» **Text segment**:
------------

As India fights a devastating second wave of Covid-19 that is killing thousands each day, international efforts to help tackle the crisis are hastening, with both Britain and the United States pledging aid and much-needed medical supplies.
The second wave, which began in March, has escalated rapidly, with India recording more than a million new cases in just three days. For the past two weeks, medical facilities have been running out of oxygen and ICU beds, with patients left outside hospitals waiting for care.
On Monday, India reported 352,991 new cases and 2,812 virus-related deaths, marking the world’s highest daily caseload for the fifth straight day.
The situation is particularly dire in the capital New Delhi, which is under lockdown until May 3. The city is facing severe oxygen shortages. Delhi does not produce its own oxygen and relies on resources supplied by the central government, according to Delhi’s Chief Minister Arvind Kejriwal.

------------

» **Directions**:
- 1) Answer these questions about the article on India's Covid-19 second wave, one line each:
(a) In what month did the second wave begin?
(b) How many new cases did India report on Monday?
(c) Until what date is New Delhi under lockdown?
- 2) Please pick up the article on India's Covid-19 second wave after its last sentence and carry it forward.

------------

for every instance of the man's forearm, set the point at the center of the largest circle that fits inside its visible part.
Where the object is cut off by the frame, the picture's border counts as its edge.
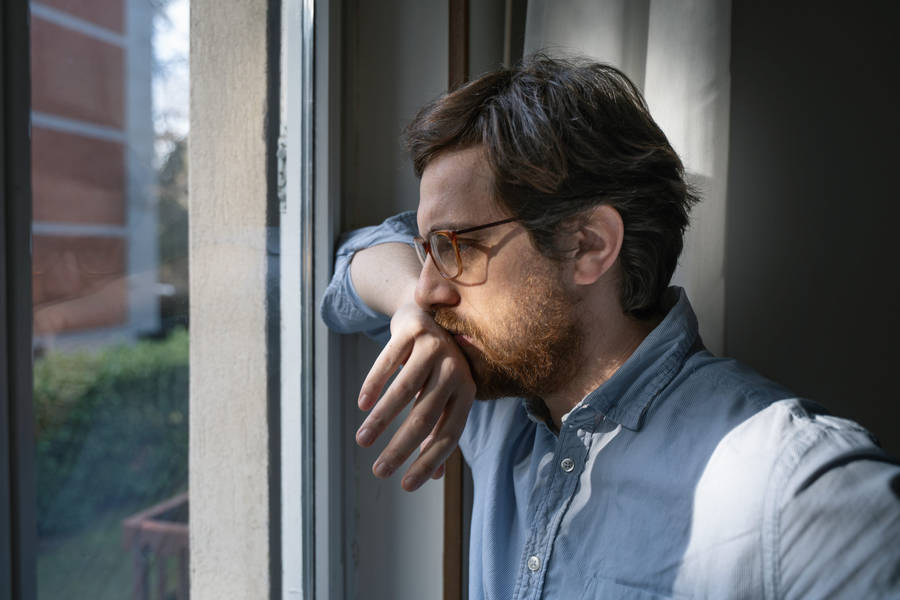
(385, 275)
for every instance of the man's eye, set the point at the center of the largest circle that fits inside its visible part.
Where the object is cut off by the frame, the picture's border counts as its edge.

------------

» **Expected outputs**:
- 1)
(a) March
(b) 352,991
(c) May 3

- 2)
Several Delhi hospitals tweeted SOS messages over the weekend appealing for oxygen supplies. On Saturday, at least 20 critically ill patients died after oxygen supply was delayed at one Delhi hospital.
In a tweet Sunday, Prime Minister Narendra Modi said his administration will set up 551 oxygen generation plants “in every district to ensure adequate oxygen availability.”
The central government has come under fierce criticism within the country for its handling of the outbreak, which has seen overwhelmed hospitals and residents post pleas on social media for more supplies from state and federal officials. Many have turned to the black market in a desperate attempt to save their loved ones.
Modi only addressed the nation on the crisis for the first time last week, having held political rallies and largely downplayed the second wave’s urgency in the weeks before.
During his monthly radio program on Sunday, Modi said he had held meetings with experts from the pharmaceutical industry, vaccine makers and oxygen producers on how to tackle the second wave.
“I’m speaking to you at a time when Covid-19 is testing our patience and capacity to bear pain. Many of our loved ones have left us in an untimely way,” he said on the radio program. “After successfully tackling the first wave, the nation’s morale was high, it was confident. But this storm has shaken the nation.”
With heart-wrenching images from India and climbing death tolls making global headlines, countries around the world have stepped up to offer critical aid.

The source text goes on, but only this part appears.